PROVIDED RECORDS:
§ §

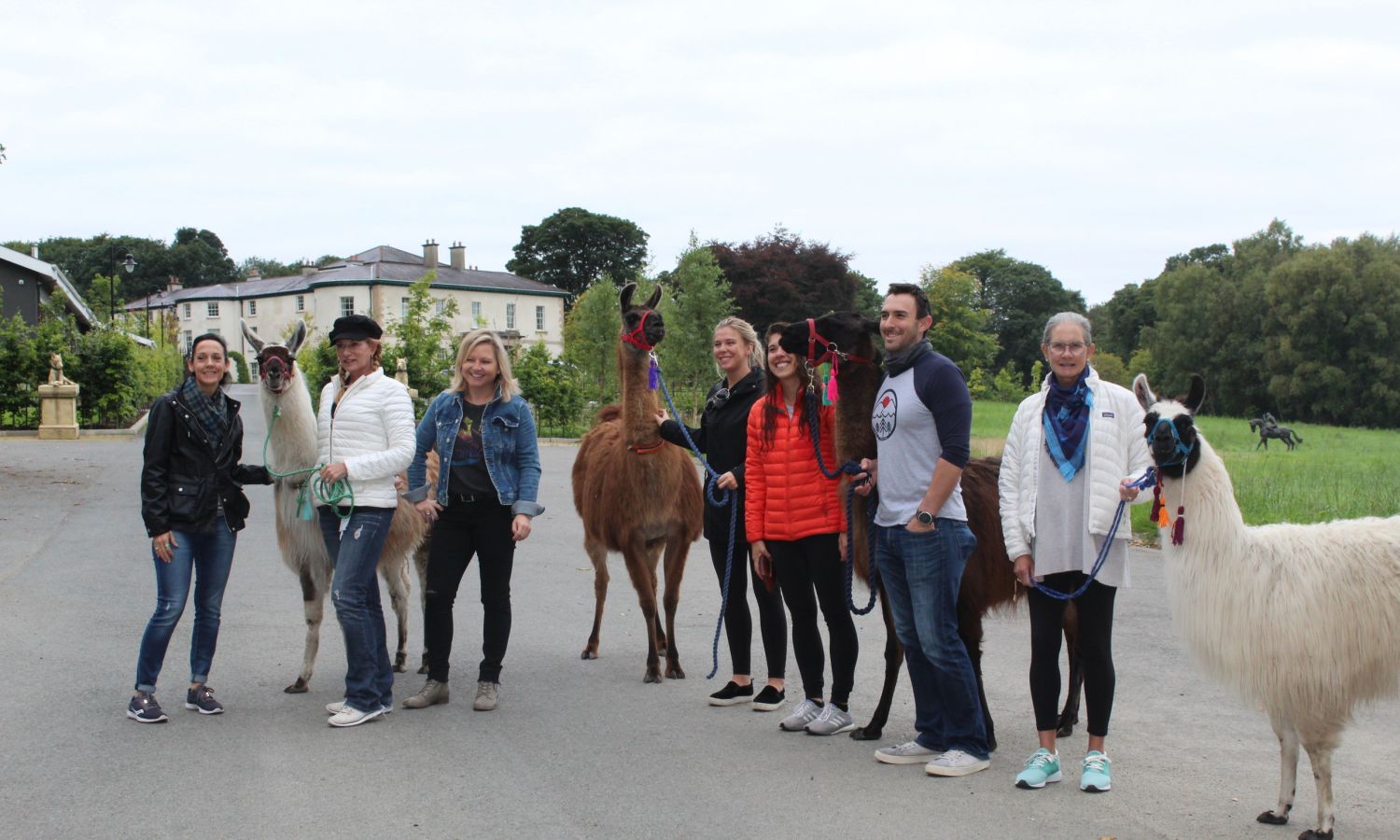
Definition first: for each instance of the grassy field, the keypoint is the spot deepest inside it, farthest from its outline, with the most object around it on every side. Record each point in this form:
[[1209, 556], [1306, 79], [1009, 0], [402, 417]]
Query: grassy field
[[1335, 473]]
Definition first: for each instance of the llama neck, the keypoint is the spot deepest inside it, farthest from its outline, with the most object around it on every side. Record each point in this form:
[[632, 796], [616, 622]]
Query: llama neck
[[638, 402]]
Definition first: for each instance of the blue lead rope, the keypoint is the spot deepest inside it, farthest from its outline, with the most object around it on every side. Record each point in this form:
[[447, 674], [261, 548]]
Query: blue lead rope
[[1147, 481], [725, 497]]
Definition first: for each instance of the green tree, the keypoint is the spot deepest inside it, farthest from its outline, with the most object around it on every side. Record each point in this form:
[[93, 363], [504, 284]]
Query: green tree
[[591, 341], [959, 329], [1021, 297], [574, 248], [781, 277]]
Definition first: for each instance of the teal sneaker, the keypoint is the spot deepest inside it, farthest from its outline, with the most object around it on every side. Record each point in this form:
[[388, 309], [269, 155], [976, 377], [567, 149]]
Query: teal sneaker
[[1095, 777], [1041, 767]]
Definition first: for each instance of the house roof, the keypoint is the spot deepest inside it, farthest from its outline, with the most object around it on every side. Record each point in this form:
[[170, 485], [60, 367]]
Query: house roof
[[377, 265], [75, 301]]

§ §

CHALLENGE:
Could you copy all of the data above word for word, leaving the pictures out of your copy?

SOLUTION FOR THIS EXERCISE:
Definition first: for each instance of the grassy field, the keypoint is the spot deepest inside it, farthest from its outline, with the most object around it on every side. Record each point in this form:
[[1209, 556], [1306, 79], [1009, 0], [402, 417]]
Query: grassy field
[[1335, 473]]
Definition first: for each instance of the llama neck, the keypoint is the spot deepest inside it, farthest from its outline, with the most object around it on every side. Record each point in this form:
[[632, 796], [616, 622]]
Query: llama neck
[[638, 402]]
Definition first: for each instance of the blue lead rope, the keypoint is the spot deepest inside it, farthest from its outline, with the most object around it on every side. Record each point in this form:
[[447, 674], [261, 548]]
Query: blue lead rope
[[1147, 481], [725, 497]]
Definition first: for each instance of the green tree, the keypoint is the spot deepest inside it, farthest from its outline, with the most object around it on every side. Record each point in this form:
[[93, 363], [504, 284]]
Query: green tree
[[591, 341], [959, 329], [1021, 297], [574, 248], [781, 277]]
Definition first: for each instance of the teal sneaker, the keypoint is the spot deepest inside it, farthest from its outline, with the most object around it on every side. Record each point in this form:
[[388, 309], [269, 155], [976, 377], [567, 149]]
Query: teal sneaker
[[1095, 777], [1041, 767]]
Definition first: for each instance of the house roof, the keypoint is the spot deepest inside it, farthest from its outline, with the most object around it on every side. Record each point in this form:
[[170, 485], [60, 367]]
Query: house roof
[[377, 265], [75, 301]]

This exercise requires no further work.